| Work to be completed |
Whichever lines of the entries hold the word "surface" should be identified and copied.

| Material provided |
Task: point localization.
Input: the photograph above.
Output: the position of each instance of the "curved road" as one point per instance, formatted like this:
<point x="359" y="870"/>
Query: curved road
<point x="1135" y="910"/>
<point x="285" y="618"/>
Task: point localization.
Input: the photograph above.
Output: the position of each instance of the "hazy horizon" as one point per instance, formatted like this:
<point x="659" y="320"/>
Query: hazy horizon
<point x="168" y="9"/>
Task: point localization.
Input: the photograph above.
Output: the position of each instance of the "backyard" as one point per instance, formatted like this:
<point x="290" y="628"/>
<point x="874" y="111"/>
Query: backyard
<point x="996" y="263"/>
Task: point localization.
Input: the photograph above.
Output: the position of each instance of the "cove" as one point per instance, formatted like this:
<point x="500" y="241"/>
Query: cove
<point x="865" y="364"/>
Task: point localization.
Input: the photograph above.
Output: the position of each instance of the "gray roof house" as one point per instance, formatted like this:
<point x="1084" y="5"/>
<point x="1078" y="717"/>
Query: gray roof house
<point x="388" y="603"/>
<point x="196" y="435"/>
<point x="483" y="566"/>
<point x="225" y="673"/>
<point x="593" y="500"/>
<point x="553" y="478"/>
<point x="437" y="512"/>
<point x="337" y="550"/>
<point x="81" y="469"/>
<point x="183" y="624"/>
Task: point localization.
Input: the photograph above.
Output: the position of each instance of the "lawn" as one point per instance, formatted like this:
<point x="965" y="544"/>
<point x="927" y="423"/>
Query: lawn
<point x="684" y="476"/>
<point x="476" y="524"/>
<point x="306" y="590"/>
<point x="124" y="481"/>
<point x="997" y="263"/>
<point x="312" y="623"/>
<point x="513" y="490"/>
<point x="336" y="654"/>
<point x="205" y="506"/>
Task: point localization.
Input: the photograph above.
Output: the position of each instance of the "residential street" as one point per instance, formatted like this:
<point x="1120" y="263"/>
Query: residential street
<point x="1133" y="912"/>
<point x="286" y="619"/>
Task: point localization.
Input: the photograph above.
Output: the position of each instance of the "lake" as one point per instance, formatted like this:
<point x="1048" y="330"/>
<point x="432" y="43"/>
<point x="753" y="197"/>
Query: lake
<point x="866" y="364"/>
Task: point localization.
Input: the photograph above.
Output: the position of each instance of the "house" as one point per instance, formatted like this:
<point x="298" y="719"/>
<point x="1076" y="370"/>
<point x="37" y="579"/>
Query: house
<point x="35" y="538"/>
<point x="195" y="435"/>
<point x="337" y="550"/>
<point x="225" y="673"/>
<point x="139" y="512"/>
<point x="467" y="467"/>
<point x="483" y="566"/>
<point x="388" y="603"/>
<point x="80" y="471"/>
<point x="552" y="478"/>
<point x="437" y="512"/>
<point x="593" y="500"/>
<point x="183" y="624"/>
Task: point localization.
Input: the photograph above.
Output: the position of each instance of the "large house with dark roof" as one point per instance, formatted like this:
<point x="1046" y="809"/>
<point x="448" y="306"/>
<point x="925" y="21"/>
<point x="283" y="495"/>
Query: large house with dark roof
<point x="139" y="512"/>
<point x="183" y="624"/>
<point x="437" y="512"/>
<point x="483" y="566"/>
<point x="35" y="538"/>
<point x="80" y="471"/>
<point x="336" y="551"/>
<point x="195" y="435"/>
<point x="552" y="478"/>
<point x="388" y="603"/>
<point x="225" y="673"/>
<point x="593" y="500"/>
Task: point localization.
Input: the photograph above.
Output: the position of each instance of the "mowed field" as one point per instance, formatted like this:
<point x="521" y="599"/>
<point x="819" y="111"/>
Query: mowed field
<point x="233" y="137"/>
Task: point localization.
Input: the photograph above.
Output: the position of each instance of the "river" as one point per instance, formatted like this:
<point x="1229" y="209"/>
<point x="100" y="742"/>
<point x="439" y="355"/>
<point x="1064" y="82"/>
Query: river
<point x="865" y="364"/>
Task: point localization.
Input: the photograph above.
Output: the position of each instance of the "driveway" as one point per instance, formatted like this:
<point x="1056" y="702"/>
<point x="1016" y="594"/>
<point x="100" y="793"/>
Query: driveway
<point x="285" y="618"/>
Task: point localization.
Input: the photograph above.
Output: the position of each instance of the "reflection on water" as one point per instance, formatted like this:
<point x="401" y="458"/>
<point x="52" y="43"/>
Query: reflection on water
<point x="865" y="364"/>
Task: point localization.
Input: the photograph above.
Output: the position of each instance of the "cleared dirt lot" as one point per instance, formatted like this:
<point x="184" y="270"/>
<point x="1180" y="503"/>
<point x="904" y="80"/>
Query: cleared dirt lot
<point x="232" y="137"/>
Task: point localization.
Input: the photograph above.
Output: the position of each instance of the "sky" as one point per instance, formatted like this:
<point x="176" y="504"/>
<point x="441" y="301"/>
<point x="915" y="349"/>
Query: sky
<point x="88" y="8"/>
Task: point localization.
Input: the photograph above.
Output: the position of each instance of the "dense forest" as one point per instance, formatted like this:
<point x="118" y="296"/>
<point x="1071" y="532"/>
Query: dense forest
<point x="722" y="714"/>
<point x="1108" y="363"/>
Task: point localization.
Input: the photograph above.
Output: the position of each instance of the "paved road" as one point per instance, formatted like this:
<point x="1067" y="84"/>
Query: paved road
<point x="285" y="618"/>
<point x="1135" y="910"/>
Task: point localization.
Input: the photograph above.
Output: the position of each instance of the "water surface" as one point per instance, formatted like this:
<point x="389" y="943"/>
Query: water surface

| Answer space |
Output: the position of each instance of the "water surface" as one point per instance, formatted like this:
Query: water surface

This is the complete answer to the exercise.